[MATERIAL TO PROCESS — start]

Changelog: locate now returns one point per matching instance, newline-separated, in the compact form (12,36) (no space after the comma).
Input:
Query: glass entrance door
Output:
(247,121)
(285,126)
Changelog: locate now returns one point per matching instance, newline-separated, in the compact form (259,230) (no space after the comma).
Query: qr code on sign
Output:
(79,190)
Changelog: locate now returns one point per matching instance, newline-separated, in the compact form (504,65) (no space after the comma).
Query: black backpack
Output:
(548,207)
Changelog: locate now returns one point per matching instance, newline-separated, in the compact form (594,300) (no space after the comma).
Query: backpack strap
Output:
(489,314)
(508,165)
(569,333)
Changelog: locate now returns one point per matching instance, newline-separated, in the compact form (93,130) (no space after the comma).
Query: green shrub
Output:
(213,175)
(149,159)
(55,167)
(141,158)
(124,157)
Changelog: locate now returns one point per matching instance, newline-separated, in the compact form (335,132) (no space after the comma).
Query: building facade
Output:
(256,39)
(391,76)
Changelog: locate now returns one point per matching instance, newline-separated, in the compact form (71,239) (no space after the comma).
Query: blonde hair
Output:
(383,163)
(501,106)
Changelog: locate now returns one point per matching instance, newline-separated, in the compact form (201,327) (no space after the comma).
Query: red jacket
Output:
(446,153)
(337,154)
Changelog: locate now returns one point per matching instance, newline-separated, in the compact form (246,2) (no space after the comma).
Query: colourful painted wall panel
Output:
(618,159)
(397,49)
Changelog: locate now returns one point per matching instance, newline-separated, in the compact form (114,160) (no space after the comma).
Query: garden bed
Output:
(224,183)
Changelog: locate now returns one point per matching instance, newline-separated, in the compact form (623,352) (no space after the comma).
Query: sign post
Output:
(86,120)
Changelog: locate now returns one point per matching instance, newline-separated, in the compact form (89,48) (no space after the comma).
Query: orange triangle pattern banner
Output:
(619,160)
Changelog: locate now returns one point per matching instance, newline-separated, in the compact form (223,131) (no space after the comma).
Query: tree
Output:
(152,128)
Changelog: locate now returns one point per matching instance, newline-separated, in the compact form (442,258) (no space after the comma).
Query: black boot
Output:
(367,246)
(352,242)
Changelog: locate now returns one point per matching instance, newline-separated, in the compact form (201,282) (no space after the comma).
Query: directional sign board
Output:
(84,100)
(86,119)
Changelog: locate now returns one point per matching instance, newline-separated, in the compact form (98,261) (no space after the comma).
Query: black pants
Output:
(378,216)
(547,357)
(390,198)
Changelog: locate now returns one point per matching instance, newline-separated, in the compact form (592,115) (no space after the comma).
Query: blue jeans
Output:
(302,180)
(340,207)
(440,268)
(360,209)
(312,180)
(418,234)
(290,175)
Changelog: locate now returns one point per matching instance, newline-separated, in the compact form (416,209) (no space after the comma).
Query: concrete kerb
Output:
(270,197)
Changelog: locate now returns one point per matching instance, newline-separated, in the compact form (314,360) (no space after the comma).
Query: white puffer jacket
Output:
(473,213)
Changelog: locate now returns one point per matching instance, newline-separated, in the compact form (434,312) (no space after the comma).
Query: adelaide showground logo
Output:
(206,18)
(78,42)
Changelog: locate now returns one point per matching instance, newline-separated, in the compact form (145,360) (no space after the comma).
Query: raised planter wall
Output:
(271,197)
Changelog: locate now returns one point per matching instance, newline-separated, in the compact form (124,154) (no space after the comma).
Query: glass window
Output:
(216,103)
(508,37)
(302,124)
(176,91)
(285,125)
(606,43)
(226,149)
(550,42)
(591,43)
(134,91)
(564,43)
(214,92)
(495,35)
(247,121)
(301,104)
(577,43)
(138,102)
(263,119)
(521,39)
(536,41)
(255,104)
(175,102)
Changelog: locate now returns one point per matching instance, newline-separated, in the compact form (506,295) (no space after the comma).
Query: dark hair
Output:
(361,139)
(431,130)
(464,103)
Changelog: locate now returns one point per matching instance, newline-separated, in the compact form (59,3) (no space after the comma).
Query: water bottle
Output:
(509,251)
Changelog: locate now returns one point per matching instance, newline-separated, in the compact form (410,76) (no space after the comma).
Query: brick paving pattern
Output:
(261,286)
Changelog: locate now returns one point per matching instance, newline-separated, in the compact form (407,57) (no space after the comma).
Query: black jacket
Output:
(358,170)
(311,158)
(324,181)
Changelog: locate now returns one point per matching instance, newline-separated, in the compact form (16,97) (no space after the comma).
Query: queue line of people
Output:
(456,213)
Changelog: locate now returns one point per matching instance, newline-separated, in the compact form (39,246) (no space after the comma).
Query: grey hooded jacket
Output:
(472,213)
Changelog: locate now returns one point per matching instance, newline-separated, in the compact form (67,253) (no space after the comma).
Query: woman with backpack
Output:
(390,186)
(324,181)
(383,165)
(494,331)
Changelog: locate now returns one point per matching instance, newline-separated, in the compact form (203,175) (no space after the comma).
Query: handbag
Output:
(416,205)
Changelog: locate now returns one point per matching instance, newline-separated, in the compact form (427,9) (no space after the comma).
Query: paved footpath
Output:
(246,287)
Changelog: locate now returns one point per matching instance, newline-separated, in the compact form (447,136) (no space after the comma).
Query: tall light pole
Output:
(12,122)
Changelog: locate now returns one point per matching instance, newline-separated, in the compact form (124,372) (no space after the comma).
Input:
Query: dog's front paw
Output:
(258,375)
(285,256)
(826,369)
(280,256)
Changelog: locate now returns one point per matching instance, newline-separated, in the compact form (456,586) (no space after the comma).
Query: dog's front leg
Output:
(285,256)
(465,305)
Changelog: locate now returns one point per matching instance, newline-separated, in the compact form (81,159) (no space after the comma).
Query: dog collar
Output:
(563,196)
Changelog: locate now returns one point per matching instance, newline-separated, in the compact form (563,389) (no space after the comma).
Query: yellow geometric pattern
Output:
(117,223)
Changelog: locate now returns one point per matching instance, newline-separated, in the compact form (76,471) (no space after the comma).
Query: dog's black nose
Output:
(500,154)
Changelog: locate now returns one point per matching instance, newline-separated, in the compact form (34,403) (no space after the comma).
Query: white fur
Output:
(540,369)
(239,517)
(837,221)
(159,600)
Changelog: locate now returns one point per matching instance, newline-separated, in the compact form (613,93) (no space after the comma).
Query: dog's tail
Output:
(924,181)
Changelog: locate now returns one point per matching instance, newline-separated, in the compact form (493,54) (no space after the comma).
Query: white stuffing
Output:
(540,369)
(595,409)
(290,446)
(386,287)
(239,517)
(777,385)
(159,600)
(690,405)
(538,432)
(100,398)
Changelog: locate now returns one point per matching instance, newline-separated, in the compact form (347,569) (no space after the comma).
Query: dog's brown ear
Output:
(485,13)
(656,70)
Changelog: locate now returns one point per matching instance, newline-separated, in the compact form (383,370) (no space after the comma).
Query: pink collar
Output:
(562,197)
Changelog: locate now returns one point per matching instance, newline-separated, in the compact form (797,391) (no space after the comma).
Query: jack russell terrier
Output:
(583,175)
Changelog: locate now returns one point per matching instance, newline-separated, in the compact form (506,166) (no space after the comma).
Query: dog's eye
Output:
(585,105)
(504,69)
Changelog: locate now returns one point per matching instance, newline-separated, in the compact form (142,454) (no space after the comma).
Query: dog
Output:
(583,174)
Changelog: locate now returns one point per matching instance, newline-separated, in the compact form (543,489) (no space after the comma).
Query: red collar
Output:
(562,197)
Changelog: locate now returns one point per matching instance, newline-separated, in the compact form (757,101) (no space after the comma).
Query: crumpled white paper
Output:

[MATERIAL TO PROCESS — finish]

* WHAT YOU HAVE TO DO *
For the records above, how many lines contain the word "black"? Reply with the number only.

* TASK RESULT *
5